### DATA FOR THIS TASK
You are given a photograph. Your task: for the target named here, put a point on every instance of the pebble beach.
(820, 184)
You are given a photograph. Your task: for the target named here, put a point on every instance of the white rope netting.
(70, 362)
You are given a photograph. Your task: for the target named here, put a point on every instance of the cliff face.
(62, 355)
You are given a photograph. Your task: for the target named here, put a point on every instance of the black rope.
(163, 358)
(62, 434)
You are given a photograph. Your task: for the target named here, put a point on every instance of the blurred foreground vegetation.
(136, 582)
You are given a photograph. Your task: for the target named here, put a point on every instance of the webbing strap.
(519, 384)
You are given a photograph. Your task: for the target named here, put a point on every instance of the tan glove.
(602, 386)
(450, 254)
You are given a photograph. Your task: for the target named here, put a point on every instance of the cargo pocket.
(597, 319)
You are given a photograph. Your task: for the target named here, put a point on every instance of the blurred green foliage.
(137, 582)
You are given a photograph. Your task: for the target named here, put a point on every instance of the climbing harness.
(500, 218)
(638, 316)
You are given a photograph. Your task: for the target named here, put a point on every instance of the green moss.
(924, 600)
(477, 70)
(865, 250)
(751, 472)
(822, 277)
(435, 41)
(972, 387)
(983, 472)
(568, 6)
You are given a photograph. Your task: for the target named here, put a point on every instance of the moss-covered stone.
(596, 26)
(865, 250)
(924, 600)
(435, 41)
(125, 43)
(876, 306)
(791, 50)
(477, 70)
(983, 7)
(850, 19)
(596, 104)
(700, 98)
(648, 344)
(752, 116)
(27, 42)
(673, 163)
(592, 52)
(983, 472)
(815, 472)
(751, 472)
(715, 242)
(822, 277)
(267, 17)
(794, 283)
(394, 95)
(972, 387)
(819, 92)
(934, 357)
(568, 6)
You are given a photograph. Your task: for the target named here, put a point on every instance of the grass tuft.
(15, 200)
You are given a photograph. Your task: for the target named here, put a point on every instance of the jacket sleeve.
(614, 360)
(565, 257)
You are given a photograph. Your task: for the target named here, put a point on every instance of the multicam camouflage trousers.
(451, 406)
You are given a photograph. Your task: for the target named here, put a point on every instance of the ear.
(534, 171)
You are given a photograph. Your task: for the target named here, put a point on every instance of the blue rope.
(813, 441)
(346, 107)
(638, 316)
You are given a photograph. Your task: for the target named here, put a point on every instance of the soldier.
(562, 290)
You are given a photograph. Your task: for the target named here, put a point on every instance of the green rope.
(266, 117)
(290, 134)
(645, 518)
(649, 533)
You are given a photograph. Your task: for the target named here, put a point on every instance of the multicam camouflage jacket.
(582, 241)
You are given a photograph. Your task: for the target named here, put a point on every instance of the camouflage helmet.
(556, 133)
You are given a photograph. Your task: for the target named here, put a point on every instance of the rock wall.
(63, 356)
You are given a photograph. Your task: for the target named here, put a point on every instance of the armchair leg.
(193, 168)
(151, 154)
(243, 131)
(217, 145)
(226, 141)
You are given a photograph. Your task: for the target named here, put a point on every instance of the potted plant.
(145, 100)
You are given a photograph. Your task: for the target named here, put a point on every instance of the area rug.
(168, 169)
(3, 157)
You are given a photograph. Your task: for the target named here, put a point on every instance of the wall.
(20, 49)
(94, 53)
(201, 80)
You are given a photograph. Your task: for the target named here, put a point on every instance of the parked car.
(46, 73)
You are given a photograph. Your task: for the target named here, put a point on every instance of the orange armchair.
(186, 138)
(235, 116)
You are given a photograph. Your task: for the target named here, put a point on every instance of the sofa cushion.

### EXERCISE DESCRIPTION
Copy all of the records above word for word, keeping every line in its original order.

### COMPLETE OUTPUT
You are given a photograph. Your task: for the target named here, put a point on every instance of the pebble beach.
(820, 184)
You are given a photograph. Your task: for the target named here, put a point on every instance of the white rope netting.
(70, 362)
You are given a photograph. Your task: for the target named here, put a point on every instance of the cliff face.
(62, 355)
You are given a photograph. Your task: for the target named here, put a point on every instance of the black rope.
(163, 358)
(62, 434)
You are given a photograph. Your task: for the target named here, put a point on every instance of the blurred foreground vegetation.
(136, 582)
You are given a photograph. Your task: for the target named here, put a point on every instance of the webbing strap.
(519, 384)
You are given a photograph. Your task: for the target named here, put a point on every instance of the tan glove.
(602, 386)
(450, 254)
You are given a photograph. Your task: for the target named here, put a point on every instance of the cargo pocket.
(597, 319)
You are given a photograph. Your task: for the target named here, put a point on every instance of the blurred green foliage.
(137, 582)
You are given a photograph. Your task: for the target named here, put a point on every instance of the climbing harness.
(500, 218)
(638, 316)
You are given a photograph. Your task: for the target named here, put a point on every instance of the green moss.
(924, 600)
(477, 70)
(865, 250)
(751, 472)
(822, 277)
(435, 41)
(972, 387)
(983, 472)
(568, 6)
You are given a photograph. Your task: for the target named here, put a point on every instance of the moss-covered stone.
(596, 26)
(865, 250)
(924, 600)
(435, 41)
(125, 43)
(876, 306)
(791, 50)
(477, 70)
(983, 7)
(850, 19)
(596, 104)
(700, 98)
(648, 344)
(752, 116)
(27, 42)
(673, 163)
(592, 52)
(983, 472)
(815, 472)
(751, 472)
(715, 242)
(822, 277)
(267, 17)
(794, 283)
(394, 95)
(972, 387)
(819, 92)
(934, 357)
(568, 6)
You are given a photograph. Your task: for the target named here, put a point on every instance of the grass tuft.
(15, 200)
You are given a photograph. Your task: for the target named here, put a point on every instance of the jacket sleeve.
(614, 360)
(565, 257)
You are given a photograph. Your task: for the target named here, put a point on every instance of the multicam camouflage trousers.
(451, 406)
You are given a photograph. Your task: for the target named here, put a point on every instance of the ear.
(534, 171)
You are given a photograph. Your task: for the target named here, put a point on every instance of the blue rope.
(813, 441)
(346, 107)
(638, 316)
You are given a photograph. Your task: for the target named here, put a point on every instance of the soldier.
(562, 290)
You are given a photograph. Your task: for the target named here, put a point on every instance of the green rope.
(266, 117)
(290, 134)
(645, 518)
(649, 533)
You are given a photograph. Your task: for the target named here, put a point on every instance of the multicam camouflage jacket.
(582, 241)
You are given a photograph. Your task: for the target named here, put a point on every instance of the camouflage helmet.
(556, 133)
You are given a photograph. Your task: for the target named here, put a point on every instance of the rock wall.
(63, 356)
You are given a photograph. Your task: for the target named here, put a point on every instance of the armchair leg.
(193, 168)
(151, 154)
(243, 131)
(217, 145)
(226, 141)
You are given a photograph. Your task: for the target named here, put a point on every instance of the potted plant.
(145, 100)
You are given a photograph. Your task: for the target named here, put a point on every instance of the area rug.
(168, 169)
(3, 157)
You are given a photograph. Your task: for the target named here, put a point on every instance of the wall.
(20, 49)
(94, 53)
(201, 80)
You are given a photograph. Your task: for the target named here, put a point on every instance of the parked car.
(46, 73)
You are given a photograph. Your task: for the target named here, put a point on every instance of the orange armchair.
(186, 138)
(235, 116)
You are given a photograph. Your task: for the target named here, put a point on every instance of the sofa cushion.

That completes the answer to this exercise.